> _SUPPLIED PASSAGE_

#####

Hiring Lara (2) - The First Quest
Part of our rethinking recruitment experiment.
The first application task began for me with the digital equivalent of dancing and chanting around the roar of a flaming pyre:
We’re not looking for a CV and standard cover letter! Instead, please send us:
1) A couple of pages letting us know what’s led you to apply for this role, what excites you about working with us, and what relevant experience you bring.
2) A short example of some comms you think CIA could put out into the world that demonstrates your comms ability. This could be a couple of tweets, a short article, or anything else you think is suitable.
YES! BURN THE SCRIPTURE! DOWN WITH THE PORTFOLIO!
The bane of my current existence as a creative professional, the diabolically misnamed ‘Creative’ Portfolio (an exercise in shoehorning in metrics and pointing at 'stuff I done' to somehow demonstrate that I am the 'useful' kind of creative) was now reduced to smoke and ashes by this new approach to hiring.
Which then left me sat (soot-smeared and wild eyed with glee) staring at a blank page.
The blank page stared back.
I tried not to blink.
The blank page stared back harder.

#####

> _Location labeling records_
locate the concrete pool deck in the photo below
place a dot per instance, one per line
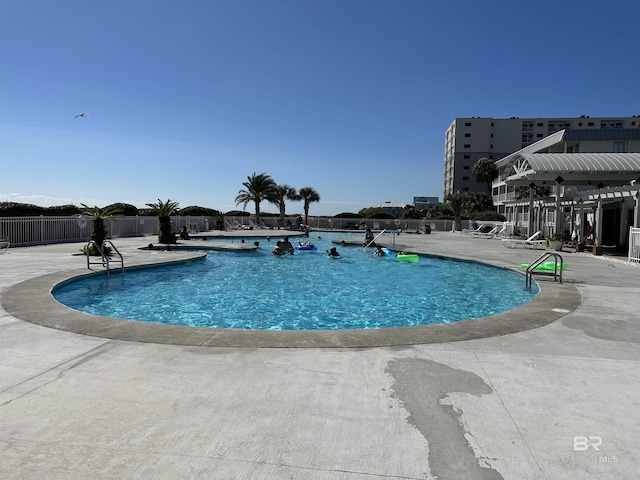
(528, 405)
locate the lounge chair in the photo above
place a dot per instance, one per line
(466, 231)
(488, 234)
(530, 242)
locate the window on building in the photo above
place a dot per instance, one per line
(619, 147)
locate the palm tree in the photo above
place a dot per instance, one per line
(257, 188)
(99, 215)
(281, 193)
(456, 201)
(308, 195)
(164, 210)
(485, 171)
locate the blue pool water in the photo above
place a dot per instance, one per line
(305, 291)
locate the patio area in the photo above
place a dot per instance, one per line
(555, 400)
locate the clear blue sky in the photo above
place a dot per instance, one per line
(185, 99)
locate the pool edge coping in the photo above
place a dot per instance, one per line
(32, 301)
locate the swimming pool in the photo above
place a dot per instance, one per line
(305, 291)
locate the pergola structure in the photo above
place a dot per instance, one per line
(598, 170)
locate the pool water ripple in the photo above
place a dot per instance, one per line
(305, 291)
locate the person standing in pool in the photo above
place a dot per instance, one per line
(368, 236)
(286, 246)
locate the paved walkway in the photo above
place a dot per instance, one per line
(528, 405)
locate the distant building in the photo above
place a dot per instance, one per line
(591, 175)
(425, 203)
(395, 209)
(467, 140)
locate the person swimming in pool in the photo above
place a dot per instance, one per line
(285, 245)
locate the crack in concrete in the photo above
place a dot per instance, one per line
(423, 387)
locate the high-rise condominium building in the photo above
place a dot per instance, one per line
(467, 140)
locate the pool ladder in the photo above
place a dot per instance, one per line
(557, 268)
(105, 259)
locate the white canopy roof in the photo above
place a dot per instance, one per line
(606, 169)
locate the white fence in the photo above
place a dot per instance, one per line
(634, 245)
(27, 231)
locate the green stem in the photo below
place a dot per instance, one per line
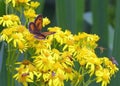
(6, 7)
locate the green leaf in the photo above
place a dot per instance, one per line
(116, 45)
(100, 22)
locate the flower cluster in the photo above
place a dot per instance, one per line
(61, 57)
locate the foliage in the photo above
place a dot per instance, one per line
(50, 61)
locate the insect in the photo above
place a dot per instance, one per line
(36, 27)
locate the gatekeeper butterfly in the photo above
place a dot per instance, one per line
(36, 27)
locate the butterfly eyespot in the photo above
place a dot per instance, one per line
(36, 27)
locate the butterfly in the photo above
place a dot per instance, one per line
(36, 27)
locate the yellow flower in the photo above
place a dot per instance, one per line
(57, 78)
(25, 72)
(46, 21)
(30, 14)
(103, 76)
(16, 2)
(34, 4)
(43, 63)
(9, 20)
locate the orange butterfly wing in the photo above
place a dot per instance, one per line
(36, 26)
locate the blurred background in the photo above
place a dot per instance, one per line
(101, 17)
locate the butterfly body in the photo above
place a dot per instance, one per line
(36, 27)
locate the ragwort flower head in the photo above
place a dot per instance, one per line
(18, 2)
(25, 72)
(9, 20)
(34, 4)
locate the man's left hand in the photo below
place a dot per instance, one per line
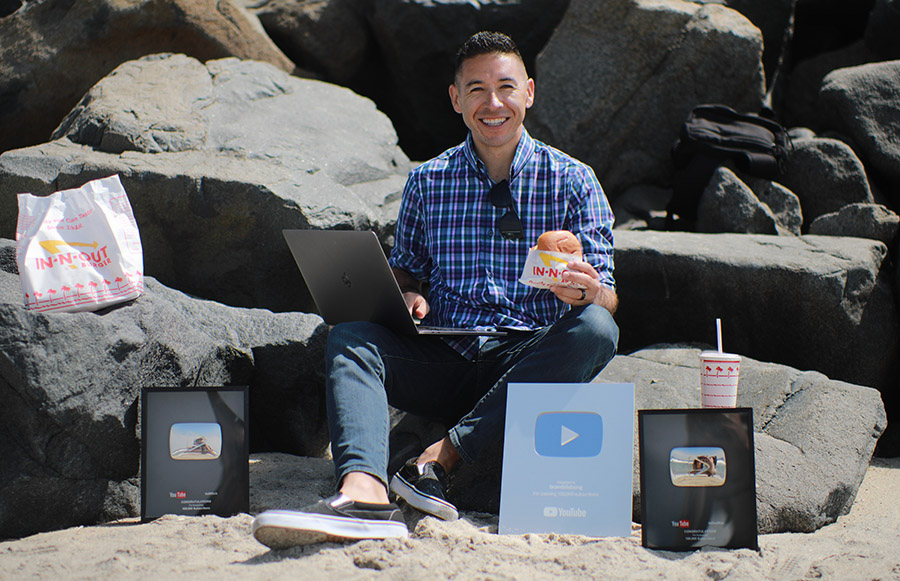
(582, 273)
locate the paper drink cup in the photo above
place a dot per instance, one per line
(718, 379)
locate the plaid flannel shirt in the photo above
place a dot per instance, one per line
(447, 235)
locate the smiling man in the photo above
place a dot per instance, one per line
(466, 223)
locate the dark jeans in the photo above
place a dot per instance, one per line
(369, 367)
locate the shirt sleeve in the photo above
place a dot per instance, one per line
(591, 220)
(409, 252)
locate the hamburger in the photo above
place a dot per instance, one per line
(559, 241)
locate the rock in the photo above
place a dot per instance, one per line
(641, 207)
(51, 52)
(217, 166)
(70, 384)
(784, 204)
(612, 89)
(814, 436)
(805, 80)
(775, 20)
(782, 299)
(729, 205)
(826, 175)
(860, 220)
(881, 30)
(328, 37)
(862, 102)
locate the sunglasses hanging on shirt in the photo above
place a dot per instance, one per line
(509, 225)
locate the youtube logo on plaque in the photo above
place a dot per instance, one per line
(568, 434)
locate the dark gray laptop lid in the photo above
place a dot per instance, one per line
(348, 277)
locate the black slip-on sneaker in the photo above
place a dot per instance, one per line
(423, 488)
(333, 519)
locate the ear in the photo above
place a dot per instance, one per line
(454, 98)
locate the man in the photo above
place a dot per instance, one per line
(467, 220)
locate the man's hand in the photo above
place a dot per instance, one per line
(412, 293)
(582, 273)
(417, 305)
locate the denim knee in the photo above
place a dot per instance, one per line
(598, 327)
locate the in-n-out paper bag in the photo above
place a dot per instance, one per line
(79, 249)
(544, 269)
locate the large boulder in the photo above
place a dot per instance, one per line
(729, 205)
(860, 220)
(812, 302)
(775, 20)
(862, 102)
(618, 77)
(217, 159)
(384, 48)
(814, 437)
(826, 175)
(70, 384)
(51, 52)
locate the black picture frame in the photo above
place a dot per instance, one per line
(194, 451)
(698, 479)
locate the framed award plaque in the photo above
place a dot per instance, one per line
(194, 451)
(698, 479)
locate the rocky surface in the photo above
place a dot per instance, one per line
(219, 148)
(217, 159)
(52, 52)
(813, 436)
(71, 383)
(626, 61)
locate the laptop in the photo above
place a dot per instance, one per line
(349, 279)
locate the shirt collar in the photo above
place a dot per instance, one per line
(524, 150)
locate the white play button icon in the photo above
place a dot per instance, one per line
(567, 435)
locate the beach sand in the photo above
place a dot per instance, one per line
(864, 544)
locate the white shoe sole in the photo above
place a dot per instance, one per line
(282, 529)
(427, 504)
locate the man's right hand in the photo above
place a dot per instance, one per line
(412, 293)
(417, 305)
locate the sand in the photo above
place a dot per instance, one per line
(864, 544)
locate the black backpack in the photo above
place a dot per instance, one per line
(713, 135)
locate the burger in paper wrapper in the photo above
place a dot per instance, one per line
(547, 261)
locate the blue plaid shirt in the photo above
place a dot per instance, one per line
(447, 235)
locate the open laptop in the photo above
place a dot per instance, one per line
(349, 278)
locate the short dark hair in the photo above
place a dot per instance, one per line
(485, 42)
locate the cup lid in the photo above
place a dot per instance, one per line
(720, 356)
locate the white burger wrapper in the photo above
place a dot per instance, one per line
(544, 269)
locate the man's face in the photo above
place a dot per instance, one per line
(492, 92)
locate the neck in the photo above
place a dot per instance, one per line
(497, 160)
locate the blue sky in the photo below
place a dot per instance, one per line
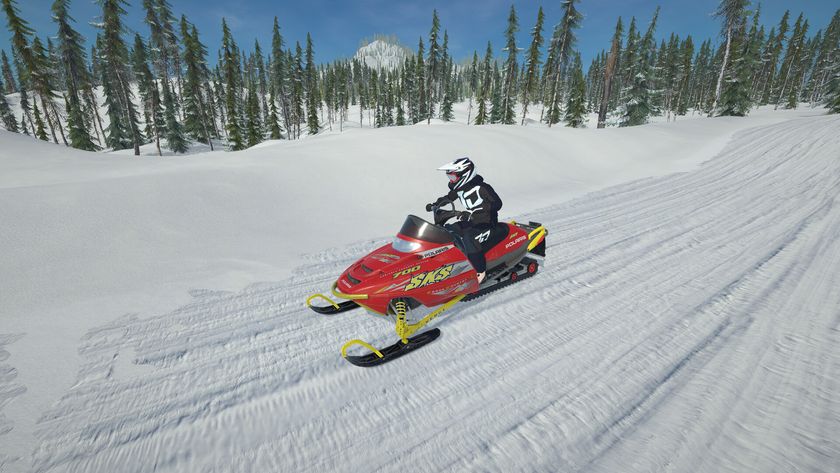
(338, 26)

#####

> _TASKS TO COMPLETE_
1) In the hiring post, list each thing the requested couple of pages should tell the organization.
2) In the location labeling records, change "blue sky" to "open sky" in the lines from the one holding "locate the blue sky in the photo below" through the end of the records, inclusive. Give back only those lines, and leave out the picture.
The hiring post and the records are unrelated to each other.

> _OUTPUTS IN ORDER_
1)
- What's led you to apply for this role
- What excites you about working with us
- What relevant experience you bring

2)
locate the open sky in the photo below
place a dot per instance, one per line
(338, 26)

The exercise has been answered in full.